■ **PROVIDED INFORMATION**:
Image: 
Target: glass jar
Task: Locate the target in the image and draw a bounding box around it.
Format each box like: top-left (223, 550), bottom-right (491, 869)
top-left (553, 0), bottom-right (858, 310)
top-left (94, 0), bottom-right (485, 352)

■ **WHAT IS EXPECTED**:
Repeat these records with "glass jar" changed to "glass bottle", keeping everything else the same.

■ **COMPLETE RESPONSE**:
Image: 
Target: glass bottle
Task: Locate the target in the image and draw a bounding box around it.
Format each box like: top-left (223, 550), bottom-right (491, 869)
top-left (553, 0), bottom-right (858, 310)
top-left (94, 0), bottom-right (485, 352)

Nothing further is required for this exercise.